--- START Passage provided ---

Q: Mubadala has accelerated energy sector investments over the past 18 months. What benefits have you realized from the increase in scale in your portfolio following the merger with IPIC in 2017?
A: Our investment business is now well-established and we are very pleased with the progress since the merger. Today we have moved on to a new phase.
The past couple of years have allowed us to acquire a deep understanding of the assets in the portfolio. We have developed solid relationships at all levels and are working closely with the respective management teams to support them in delivering superior performance by seizing opportunities and managing risks.
Today, we can confidently say we have a clear view as to where the opportunities and challenges lie. More importantly, we are leveraging synergies and sharing knowledge amongst the various asset companies within the boundaries allowed by respective governance structures.
As a result, our business is making a very significant contribution to Mubadala Investment Company, which now ranks among the top 15 sovereign wealth funds in the world with a value of more than $229bn.
Q: What are the key areas for near-term growth within the existing portfolio and new investments for wider expansion?
A: As an engaged investor, we are committed to the growth of our businesses through fit-for-future investments and commercially attractive projects that will help to meet the ever-increasing global energy demand.
Our priority is ensuring that the key projects managed by our portfolio companies, involving investments of near to $13bn during the past 30 months alone, are delivered on time and within budget.
Looking forward, we see continued investment opportunities aligned with our strategy, which include: main focus on gas, low-cost oil opportunities, energy infrastructure and in the downstream sector, leveraging growth of entry into emerging markets, to utilize proprietary technology and competitive feedstock to organically grow our petrochemicals investments.
Q: What has been the strategy that has guided your investment decisions?
A: Our 2019 strategy has been focused on growth and delivery, and consolidation when the time and valuation enabled us to realize the value we have created. We focused on seeking alignment with our assets to build and manage the Petroleum and Petrochemicals platform in line with the expectations of our shareholder. Looking ahead, we will strategically invest in the gas sector and related infrastructure as a crucial energy resource for the energy transition.

--- END Passage provided ---

What is asked.
**1.** In the entries, turn the part that opens with the line containing "Every instance of the female statue's head gets" and closes with the line containing "Please outline every instance of the female", both lines included, into a numbered list with any blank lines left out.
**2.** Go on with the interview about Mubadala's energy investments from the point where it stops.
The interview and the entries that follow it are unrelated to each other.

--- START Given entries ---

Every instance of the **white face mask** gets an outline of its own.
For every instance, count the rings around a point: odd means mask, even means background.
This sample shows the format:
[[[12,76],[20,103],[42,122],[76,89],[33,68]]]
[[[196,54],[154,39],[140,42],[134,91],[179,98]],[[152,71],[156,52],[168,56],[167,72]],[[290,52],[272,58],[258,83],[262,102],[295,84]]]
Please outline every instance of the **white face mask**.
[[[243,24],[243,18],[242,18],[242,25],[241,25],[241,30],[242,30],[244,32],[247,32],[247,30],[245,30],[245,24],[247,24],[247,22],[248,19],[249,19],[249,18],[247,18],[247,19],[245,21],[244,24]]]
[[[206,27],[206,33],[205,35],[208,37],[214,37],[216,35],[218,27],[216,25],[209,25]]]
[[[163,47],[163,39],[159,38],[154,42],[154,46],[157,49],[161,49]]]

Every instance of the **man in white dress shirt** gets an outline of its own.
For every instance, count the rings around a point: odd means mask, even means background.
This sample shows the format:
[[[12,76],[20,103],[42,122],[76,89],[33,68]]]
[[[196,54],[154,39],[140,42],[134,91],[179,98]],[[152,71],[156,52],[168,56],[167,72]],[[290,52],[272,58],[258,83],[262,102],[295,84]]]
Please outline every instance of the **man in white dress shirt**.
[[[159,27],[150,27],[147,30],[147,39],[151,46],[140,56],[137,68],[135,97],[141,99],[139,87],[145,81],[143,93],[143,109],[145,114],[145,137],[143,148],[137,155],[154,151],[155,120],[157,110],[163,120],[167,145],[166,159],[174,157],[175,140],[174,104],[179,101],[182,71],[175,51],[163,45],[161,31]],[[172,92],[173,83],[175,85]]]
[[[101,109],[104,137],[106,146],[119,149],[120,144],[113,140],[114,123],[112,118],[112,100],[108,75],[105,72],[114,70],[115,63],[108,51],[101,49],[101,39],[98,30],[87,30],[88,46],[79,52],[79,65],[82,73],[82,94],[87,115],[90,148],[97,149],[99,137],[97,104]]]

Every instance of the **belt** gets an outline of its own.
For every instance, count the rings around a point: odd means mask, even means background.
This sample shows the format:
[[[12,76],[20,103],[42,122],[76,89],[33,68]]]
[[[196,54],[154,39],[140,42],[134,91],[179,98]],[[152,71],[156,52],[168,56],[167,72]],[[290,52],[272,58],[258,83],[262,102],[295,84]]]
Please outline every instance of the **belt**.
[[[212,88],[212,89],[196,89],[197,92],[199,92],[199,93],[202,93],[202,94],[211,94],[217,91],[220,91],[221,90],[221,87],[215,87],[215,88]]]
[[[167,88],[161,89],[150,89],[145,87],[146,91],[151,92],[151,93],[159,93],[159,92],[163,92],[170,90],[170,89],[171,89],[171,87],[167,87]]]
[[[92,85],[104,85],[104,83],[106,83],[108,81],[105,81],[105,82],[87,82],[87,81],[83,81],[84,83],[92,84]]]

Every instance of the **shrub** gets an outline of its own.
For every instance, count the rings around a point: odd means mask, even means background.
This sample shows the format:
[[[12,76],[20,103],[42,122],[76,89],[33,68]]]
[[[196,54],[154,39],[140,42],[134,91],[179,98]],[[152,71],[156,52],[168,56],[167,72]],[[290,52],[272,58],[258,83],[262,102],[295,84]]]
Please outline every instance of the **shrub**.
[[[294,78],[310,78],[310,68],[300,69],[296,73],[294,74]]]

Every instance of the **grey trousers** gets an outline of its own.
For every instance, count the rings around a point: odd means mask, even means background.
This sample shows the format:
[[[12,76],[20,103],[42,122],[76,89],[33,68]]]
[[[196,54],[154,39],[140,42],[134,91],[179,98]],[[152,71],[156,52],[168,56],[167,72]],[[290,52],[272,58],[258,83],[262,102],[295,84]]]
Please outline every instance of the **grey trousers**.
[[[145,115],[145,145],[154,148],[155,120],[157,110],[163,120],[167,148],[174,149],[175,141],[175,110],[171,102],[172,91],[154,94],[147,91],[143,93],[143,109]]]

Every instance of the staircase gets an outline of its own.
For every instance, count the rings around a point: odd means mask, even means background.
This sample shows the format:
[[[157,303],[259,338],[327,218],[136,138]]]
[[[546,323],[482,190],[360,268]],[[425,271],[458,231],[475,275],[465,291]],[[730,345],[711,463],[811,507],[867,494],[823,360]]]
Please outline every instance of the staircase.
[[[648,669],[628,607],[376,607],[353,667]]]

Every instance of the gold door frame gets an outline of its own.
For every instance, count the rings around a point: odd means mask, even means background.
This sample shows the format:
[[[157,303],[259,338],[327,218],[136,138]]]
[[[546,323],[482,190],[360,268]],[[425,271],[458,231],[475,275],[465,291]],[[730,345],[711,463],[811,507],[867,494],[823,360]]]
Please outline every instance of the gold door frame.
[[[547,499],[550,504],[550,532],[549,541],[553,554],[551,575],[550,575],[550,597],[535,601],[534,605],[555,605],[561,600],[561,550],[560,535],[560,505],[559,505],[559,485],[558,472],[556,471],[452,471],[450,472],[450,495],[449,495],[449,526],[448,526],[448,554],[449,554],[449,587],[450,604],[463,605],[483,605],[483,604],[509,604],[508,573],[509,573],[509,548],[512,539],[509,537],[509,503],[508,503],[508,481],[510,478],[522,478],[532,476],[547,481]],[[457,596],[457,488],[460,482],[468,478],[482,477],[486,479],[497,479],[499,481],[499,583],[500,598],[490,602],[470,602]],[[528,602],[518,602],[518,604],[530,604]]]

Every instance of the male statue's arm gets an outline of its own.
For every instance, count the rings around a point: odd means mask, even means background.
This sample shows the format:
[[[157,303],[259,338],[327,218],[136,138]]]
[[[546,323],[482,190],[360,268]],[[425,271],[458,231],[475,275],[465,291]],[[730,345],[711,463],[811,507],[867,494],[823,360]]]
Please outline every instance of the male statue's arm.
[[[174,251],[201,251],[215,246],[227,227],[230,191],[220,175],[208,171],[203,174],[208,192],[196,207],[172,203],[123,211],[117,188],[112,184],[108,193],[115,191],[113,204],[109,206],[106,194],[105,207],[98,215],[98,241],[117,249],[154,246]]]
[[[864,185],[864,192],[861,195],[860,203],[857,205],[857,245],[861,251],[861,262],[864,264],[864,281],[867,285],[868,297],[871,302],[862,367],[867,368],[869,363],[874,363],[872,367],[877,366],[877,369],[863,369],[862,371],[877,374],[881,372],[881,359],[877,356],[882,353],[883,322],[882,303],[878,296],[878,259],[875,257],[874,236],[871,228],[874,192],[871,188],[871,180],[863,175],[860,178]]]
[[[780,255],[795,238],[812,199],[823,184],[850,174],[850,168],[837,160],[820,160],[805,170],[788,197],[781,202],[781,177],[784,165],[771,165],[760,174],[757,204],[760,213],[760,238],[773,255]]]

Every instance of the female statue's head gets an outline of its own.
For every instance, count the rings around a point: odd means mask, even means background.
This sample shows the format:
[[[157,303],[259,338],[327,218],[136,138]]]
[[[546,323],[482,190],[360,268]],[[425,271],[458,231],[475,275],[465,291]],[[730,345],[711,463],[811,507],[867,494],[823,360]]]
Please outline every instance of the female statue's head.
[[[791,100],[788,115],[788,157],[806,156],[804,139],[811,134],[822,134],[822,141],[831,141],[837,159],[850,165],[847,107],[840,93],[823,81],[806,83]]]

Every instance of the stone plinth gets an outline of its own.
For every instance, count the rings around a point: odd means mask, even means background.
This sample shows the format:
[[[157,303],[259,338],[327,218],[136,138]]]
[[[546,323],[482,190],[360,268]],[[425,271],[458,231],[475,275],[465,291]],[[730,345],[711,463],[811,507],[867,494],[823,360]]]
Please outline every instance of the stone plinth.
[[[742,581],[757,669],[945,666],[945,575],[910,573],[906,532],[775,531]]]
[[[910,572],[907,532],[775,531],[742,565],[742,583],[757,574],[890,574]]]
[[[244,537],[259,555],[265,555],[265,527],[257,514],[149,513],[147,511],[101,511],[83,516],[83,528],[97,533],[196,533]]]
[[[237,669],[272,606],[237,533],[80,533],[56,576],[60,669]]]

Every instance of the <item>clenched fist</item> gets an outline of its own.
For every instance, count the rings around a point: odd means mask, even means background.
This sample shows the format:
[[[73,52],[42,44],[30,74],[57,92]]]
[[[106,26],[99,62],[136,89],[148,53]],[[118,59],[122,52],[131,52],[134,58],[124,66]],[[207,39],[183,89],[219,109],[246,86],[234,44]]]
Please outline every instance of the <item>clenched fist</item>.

--- END Given entries ---

In response.
**1.**
1. Every instance of the female statue's head gets an outline of its own.
2. For every instance, count the rings around a point: odd means mask, even means background.
3. This sample shows the format:
4. [[[157,303],[259,338],[327,218],[136,138]]]
5. [[[546,323],[482,190],[360,268]],[[425,271],[458,231],[475,275],[465,291]],[[730,345],[711,463],[811,507],[867,494],[823,360]]]
6. Please outline every instance of the female statue's head.

**2.**
A recent example of our strategy in action includes the sale to Carlyle of a significant minority shareholding, 37%, in Spain’s Cepsa from Mubadala [MEES, 12 April]. In the LNG sector, we have successfully gained the first exposure to the US Gulf Coast market through the recent deal with NextDecade [MEES, 25 October]. Similarly, we also acquired a 2% stake in Spanish Enagas, which is the world’s largest LNG regasification terminal operator by number of terminals.
As you can see, the transition from a development vehicle to an investment company is well underway and gaining traction.
Q: Mubadala’s Petroleum & Petrochemicals has become increasingly integrated across upstream, midstream and downstream. What are the key advantages of this?
A: We are focused on maintaining and developing a balanced portfolio of investments across the value chain that reflect our strategic view of the energy markets, the ongoing energy transition and the opportunities that are offered by the changing landscape. This approach is also reflective of our strategy of managing upstream and downstream cycles while providing a natural hedge against fluctuating prices.
Globally our main upstream focus is to identify material investments in gas production, with a secondary focus on low-cost, opportunistic oil plays. In downstream, our focus remains on projects that target growing or premium markets for refined or chemical products, leveraging proprietary technologies and the operating expertise of our portfolio companies and access to competitively priced stock. We are also actively looking at investments in the midstream sector; particularly focusing on energy infrastructure, such as gas pipelines that provide low-risk, predictable income largely insulated from commodity price risks.
Q: What are the priorities when choosing foreign partners?
A: We are a truly global player, and as such, execute investments that reflect the opportunities and future direction of the energy markets. Abu Dhabi and the UAE have strong international relationships which have proven valuable in enabling us to identify and access superior business opportunities. When selecting our partners, we look for strategic alignment in core values, among other important characteristics.
Q: What is the significance of the recent transaction with Carlyle in Spain’s Cepsa?
A: The successful transaction between Mubadala and Carlyle is a clear demonstration of our approach as an investor, actively managing our portfolio and the associated risks and opportunities, while optimizing returns on our invested capital.
We have established a strong track record demonstrating our ability to monetise positions when the timing and valuation are right. Furthermore following this transaction, Mubadala remains the majority Cepsa shareholder with 63% ownership with Carlyle having 37% ownership. We look forward to working closely with both Carlyle and the Cepsa management team under the leadership of CEO Philippe Boisseau, focusing on growing the business and creating even greater value from the company’s integrated portfolio.
Q: What were the key drivers of the sale of equity to Carlyle Group rather than integrating Cepsa with Mubadala Petroleum? There appears to be a lot of overlap between the various portfolio companies?
A: We manage a diverse and balanced global energy portfolio of investments across the petroleum value chain while our upstream businesses complement each other, also there are very few areas of overlap. Each business asset has their own set of strengths, technologies, market knowledge and technical expertise.
Mubadala and Carlyle have been partners for many years. As such, the key drivers in the equity sale of Cepsa to Carlyle were straightforward. Carlyle is a known and trusted partner of Mubadala and an experienced and knowledgeable investor in the energy sector.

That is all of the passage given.